● What needs to be done
Looking at the records below, count how many lines contain the string "chair". Give that number alone.

● Extracted records
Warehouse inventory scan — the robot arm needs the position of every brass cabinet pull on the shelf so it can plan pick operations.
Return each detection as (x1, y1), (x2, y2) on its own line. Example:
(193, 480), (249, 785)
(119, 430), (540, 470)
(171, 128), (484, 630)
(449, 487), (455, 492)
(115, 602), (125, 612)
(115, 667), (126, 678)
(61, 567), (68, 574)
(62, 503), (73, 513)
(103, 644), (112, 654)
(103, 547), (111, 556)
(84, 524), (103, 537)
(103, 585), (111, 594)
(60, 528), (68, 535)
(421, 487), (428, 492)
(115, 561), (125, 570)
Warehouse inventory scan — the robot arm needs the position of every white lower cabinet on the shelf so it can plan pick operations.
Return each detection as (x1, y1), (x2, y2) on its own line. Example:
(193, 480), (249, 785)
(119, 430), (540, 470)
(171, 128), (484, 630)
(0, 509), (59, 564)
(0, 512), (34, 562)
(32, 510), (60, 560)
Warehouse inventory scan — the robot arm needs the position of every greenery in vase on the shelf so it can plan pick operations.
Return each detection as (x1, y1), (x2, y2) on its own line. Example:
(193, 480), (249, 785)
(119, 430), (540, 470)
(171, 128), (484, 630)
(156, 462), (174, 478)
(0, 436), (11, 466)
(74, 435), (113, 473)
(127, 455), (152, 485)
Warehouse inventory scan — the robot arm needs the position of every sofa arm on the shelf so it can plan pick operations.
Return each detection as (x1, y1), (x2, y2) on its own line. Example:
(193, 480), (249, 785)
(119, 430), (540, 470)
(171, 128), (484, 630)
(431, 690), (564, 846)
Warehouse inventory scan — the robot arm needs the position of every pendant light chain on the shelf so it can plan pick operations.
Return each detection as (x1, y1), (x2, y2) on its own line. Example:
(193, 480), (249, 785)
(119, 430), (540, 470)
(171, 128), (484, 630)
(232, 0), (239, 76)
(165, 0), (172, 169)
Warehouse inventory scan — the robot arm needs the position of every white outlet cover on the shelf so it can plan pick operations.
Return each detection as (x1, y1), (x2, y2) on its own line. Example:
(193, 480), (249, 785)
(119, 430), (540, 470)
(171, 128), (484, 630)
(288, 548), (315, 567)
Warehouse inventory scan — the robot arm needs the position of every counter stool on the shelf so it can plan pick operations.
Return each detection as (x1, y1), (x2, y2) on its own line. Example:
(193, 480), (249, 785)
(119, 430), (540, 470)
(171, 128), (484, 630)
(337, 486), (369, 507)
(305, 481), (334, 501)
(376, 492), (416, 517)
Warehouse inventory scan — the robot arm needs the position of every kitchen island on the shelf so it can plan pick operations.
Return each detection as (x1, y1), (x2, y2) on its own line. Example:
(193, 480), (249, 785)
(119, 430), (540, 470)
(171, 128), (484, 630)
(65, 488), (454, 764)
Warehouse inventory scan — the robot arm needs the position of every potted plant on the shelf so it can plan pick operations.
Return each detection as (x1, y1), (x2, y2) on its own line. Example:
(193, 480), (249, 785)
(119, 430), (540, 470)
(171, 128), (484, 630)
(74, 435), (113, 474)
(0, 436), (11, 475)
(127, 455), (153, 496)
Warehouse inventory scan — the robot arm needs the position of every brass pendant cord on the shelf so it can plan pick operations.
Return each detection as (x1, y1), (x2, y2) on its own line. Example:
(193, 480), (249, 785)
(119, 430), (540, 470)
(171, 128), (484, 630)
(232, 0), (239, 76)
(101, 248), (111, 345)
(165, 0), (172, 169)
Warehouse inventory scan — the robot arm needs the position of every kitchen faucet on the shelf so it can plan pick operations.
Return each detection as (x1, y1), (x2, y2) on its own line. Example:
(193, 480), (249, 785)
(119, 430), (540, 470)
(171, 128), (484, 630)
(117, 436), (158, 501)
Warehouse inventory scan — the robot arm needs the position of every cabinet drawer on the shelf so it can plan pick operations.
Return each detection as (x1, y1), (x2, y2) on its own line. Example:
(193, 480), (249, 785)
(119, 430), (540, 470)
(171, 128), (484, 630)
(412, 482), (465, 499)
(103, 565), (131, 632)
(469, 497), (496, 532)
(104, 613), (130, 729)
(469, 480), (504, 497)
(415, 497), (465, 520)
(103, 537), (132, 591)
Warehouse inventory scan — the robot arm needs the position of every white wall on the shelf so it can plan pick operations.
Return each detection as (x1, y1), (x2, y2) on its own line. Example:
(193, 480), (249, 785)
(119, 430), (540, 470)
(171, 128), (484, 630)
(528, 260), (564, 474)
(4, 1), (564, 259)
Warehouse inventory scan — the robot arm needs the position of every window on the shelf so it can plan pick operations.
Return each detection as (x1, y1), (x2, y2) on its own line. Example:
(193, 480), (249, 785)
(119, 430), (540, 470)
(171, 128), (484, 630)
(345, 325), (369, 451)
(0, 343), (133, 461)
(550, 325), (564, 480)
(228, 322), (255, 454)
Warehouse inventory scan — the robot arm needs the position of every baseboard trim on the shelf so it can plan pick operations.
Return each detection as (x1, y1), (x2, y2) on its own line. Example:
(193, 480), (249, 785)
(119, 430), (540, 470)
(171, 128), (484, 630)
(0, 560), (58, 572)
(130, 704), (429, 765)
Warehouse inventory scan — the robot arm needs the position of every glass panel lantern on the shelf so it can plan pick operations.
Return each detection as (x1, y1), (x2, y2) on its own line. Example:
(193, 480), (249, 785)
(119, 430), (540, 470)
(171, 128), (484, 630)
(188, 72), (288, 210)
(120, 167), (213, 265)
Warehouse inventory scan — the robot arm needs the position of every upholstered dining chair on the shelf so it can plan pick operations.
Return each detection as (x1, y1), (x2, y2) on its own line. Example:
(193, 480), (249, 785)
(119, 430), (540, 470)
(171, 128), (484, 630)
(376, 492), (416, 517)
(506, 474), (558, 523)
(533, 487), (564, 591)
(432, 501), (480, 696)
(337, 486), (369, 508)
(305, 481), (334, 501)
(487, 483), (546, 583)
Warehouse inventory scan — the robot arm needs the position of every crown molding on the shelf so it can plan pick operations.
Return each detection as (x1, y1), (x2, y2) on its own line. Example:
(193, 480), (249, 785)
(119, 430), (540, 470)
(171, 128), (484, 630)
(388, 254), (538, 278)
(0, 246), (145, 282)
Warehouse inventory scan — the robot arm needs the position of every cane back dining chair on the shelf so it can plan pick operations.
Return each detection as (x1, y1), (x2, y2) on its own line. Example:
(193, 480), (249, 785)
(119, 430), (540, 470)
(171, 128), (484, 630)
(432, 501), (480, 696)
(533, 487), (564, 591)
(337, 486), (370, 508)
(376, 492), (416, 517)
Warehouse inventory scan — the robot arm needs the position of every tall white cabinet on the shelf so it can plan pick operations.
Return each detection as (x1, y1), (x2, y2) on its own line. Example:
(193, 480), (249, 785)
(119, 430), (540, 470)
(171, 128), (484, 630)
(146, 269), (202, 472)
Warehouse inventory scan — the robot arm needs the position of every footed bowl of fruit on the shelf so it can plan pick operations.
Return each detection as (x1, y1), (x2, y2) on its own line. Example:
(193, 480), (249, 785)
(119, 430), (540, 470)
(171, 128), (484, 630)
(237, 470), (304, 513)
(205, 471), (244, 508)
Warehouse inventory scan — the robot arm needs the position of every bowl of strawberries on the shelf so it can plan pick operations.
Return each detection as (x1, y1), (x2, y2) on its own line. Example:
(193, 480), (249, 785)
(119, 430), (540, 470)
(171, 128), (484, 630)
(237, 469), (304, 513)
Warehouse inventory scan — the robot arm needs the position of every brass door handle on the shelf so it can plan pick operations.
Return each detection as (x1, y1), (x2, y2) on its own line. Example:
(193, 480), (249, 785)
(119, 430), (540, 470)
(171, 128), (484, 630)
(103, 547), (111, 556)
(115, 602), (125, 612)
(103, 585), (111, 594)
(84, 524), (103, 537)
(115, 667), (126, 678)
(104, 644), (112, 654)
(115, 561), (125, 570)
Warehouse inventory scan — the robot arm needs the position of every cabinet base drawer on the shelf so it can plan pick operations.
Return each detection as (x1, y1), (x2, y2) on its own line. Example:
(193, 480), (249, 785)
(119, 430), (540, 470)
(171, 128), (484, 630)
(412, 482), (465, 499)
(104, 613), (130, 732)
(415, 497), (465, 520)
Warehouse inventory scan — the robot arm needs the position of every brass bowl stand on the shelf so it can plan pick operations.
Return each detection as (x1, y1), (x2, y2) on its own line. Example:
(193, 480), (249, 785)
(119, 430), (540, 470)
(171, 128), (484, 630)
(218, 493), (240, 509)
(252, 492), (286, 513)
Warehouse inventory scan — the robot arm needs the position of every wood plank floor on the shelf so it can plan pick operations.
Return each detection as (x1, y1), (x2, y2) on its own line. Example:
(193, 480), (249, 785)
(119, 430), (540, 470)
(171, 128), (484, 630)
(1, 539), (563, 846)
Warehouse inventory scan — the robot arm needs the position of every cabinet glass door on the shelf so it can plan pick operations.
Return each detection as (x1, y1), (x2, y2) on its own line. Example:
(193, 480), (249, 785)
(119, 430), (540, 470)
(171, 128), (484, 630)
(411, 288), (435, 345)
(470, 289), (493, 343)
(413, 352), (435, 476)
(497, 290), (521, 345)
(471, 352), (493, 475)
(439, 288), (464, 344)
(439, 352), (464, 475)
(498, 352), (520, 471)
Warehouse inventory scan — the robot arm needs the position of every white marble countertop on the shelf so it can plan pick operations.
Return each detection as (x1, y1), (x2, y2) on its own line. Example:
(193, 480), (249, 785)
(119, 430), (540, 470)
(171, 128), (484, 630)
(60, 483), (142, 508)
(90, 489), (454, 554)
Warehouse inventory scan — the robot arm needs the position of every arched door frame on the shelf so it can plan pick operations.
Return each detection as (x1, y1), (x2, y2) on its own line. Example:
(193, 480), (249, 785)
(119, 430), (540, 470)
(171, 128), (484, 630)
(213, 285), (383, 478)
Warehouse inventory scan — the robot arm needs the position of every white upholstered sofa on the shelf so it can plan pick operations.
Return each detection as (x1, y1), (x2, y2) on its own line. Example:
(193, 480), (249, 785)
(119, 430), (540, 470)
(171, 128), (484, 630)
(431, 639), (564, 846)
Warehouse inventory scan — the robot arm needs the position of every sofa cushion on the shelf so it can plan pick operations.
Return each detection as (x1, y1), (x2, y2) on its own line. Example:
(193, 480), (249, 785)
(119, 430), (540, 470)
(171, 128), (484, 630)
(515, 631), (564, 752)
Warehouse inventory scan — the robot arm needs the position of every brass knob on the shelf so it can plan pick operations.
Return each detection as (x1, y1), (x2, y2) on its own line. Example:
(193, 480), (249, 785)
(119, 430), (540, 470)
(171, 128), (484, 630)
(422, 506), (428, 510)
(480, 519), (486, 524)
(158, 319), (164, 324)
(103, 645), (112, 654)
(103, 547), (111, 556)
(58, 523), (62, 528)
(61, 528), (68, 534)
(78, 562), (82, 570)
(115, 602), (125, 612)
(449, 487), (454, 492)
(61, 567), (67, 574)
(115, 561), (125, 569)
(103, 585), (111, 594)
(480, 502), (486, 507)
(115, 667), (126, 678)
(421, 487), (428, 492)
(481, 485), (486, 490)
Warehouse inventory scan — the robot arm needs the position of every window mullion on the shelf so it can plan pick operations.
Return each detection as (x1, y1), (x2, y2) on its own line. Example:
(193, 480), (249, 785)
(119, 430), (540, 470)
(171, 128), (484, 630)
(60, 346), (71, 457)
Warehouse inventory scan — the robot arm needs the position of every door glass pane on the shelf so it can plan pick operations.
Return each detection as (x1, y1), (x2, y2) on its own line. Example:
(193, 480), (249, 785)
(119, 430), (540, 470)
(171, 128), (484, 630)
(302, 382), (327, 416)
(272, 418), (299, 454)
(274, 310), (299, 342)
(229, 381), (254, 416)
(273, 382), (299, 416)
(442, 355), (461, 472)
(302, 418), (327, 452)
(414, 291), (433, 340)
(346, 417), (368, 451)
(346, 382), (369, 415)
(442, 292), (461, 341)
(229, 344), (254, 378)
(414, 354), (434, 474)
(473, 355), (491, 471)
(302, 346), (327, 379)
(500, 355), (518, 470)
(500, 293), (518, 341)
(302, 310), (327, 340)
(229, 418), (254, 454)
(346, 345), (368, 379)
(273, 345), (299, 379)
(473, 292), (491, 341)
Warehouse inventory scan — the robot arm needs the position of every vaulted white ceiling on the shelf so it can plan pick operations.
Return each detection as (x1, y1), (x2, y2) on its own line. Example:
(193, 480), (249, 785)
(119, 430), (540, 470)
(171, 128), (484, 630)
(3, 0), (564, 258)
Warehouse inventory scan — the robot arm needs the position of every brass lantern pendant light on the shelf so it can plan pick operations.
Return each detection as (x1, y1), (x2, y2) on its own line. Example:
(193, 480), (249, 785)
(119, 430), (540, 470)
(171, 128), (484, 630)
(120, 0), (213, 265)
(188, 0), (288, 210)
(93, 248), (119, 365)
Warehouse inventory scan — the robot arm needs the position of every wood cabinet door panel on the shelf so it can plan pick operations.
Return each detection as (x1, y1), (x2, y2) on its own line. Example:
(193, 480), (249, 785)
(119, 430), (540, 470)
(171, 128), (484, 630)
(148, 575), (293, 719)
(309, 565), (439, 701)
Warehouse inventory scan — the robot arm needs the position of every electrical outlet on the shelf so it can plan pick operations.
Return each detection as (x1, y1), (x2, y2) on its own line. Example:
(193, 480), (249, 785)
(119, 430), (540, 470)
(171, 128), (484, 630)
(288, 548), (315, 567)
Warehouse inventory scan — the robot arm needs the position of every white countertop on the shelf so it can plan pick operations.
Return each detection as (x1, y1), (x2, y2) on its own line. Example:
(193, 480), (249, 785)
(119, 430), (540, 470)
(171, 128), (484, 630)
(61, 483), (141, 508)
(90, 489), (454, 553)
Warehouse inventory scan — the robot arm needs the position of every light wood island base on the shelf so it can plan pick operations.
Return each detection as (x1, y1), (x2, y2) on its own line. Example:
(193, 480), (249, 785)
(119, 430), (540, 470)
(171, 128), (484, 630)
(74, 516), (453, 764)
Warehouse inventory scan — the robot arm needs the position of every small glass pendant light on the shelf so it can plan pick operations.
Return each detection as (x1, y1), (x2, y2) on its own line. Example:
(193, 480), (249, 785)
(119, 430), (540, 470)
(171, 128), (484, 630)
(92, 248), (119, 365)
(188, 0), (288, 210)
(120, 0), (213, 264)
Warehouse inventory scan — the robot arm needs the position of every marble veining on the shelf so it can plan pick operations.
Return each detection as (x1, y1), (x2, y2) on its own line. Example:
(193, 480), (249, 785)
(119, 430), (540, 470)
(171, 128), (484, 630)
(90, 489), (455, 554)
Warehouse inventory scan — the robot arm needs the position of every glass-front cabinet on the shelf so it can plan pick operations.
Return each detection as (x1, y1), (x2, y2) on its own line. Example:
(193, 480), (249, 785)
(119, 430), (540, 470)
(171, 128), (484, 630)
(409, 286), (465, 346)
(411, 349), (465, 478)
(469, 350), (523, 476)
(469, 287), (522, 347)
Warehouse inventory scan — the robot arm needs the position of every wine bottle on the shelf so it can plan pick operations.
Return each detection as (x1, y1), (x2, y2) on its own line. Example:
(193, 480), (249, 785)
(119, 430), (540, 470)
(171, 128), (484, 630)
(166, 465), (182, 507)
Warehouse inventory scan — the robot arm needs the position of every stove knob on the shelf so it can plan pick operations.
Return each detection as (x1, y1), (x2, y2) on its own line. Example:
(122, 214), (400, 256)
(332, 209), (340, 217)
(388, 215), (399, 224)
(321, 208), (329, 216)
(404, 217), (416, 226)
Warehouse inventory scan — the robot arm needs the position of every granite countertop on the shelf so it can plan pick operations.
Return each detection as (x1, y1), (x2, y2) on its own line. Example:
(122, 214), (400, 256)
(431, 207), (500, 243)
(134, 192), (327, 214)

● Your response
2